In the records below, take the line with "Exercise. Pick out the bird's foot" and all lines after it, and copy them exactly, pictures excluded.

═════ Raw data

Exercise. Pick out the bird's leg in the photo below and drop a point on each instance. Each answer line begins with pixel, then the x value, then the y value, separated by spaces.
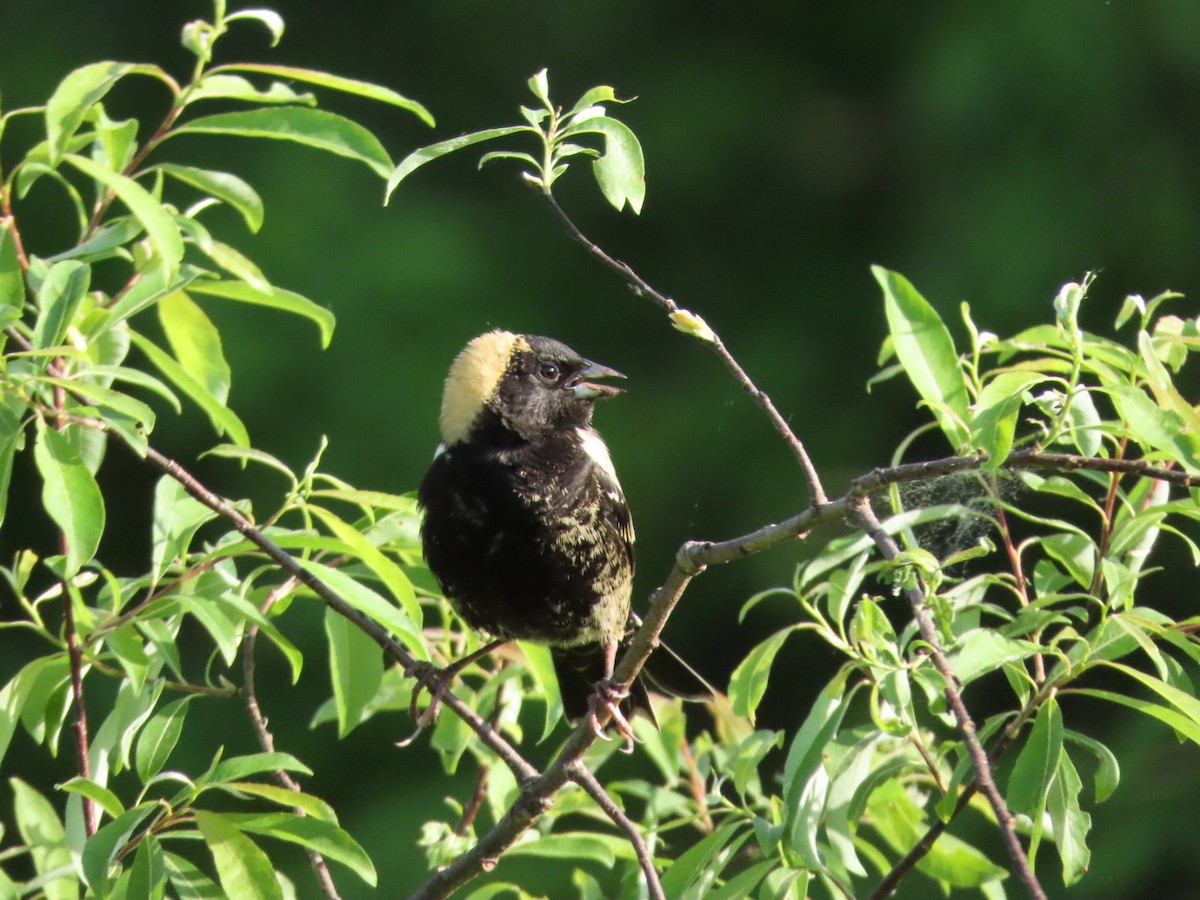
pixel 437 682
pixel 609 696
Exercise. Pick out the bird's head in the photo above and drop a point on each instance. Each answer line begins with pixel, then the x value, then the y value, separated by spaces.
pixel 526 384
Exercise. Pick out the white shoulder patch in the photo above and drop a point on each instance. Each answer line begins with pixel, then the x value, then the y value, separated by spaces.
pixel 594 447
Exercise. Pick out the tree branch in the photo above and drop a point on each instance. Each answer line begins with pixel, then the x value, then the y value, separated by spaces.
pixel 864 516
pixel 643 288
pixel 267 739
pixel 588 781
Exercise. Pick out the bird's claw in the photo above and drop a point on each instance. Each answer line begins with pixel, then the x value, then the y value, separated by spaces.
pixel 435 681
pixel 607 697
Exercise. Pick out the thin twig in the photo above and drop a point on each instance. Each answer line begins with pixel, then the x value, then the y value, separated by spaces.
pixel 865 517
pixel 585 779
pixel 521 768
pixel 643 288
pixel 267 739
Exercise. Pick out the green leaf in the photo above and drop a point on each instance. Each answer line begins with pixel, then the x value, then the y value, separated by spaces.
pixel 1153 426
pixel 312 127
pixel 96 792
pixel 275 298
pixel 240 767
pixel 159 738
pixel 78 93
pixel 222 418
pixel 245 871
pixel 1038 761
pixel 161 229
pixel 190 883
pixel 621 171
pixel 701 863
pixel 58 300
pixel 951 859
pixel 355 664
pixel 388 571
pixel 749 679
pixel 1108 772
pixel 370 603
pixel 196 343
pixel 1068 822
pixel 927 352
pixel 43 834
pixel 70 496
pixel 1075 552
pixel 316 834
pixel 223 186
pixel 227 87
pixel 337 83
pixel 12 282
pixel 541 667
pixel 295 799
pixel 994 420
pixel 271 19
pixel 427 154
pixel 177 517
pixel 148 873
pixel 100 852
pixel 982 651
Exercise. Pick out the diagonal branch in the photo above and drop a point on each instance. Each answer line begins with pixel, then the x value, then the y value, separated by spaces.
pixel 521 768
pixel 863 515
pixel 643 288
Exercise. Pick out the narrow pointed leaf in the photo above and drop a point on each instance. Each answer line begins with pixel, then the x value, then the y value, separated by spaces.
pixel 927 353
pixel 160 227
pixel 58 300
pixel 196 343
pixel 70 496
pixel 355 670
pixel 312 127
pixel 245 871
pixel 337 83
pixel 223 186
pixel 78 93
pixel 427 154
pixel 275 298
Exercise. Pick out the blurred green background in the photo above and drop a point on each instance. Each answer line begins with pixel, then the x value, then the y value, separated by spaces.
pixel 990 151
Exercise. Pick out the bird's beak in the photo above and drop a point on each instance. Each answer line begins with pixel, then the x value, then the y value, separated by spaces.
pixel 586 389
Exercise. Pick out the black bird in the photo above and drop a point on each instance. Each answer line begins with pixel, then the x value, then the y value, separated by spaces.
pixel 526 526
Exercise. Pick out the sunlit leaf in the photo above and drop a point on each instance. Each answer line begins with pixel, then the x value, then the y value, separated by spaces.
pixel 427 154
pixel 159 738
pixel 275 299
pixel 46 838
pixel 339 83
pixel 222 418
pixel 321 835
pixel 71 496
pixel 78 93
pixel 749 679
pixel 58 300
pixel 312 127
pixel 245 871
pixel 1038 761
pixel 355 664
pixel 223 186
pixel 927 353
pixel 196 343
pixel 160 227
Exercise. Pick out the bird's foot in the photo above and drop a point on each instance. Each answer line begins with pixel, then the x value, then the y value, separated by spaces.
pixel 435 681
pixel 607 697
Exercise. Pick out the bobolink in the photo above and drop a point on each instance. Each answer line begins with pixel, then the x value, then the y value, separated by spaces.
pixel 526 526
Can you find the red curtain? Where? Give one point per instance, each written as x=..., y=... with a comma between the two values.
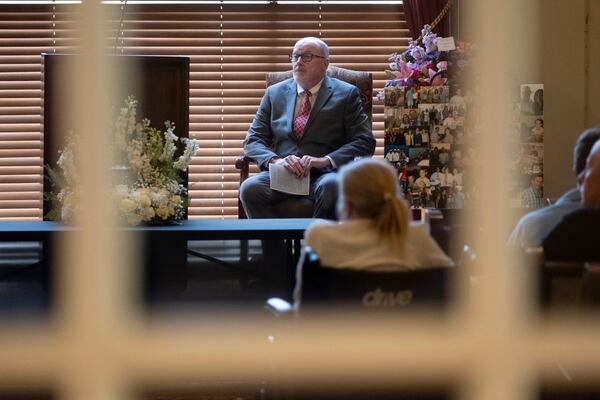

══════════

■ Output for this exercise:
Exercise. Pick out the bird's foot in the photo above and drop a point on each instance. Each answer line begins with pixel, then the x value, then the y value, separated by spaces.
pixel 435 681
pixel 607 697
Exercise. Pick out the bobolink in the photo above and drop a point on each instance. Each answer line begins with pixel, then the x value, then the y value, separated by spaces.
pixel 526 526
Can you find the red curtain? Where? Give one point per instance, each written as x=..., y=... with a comma between the two values.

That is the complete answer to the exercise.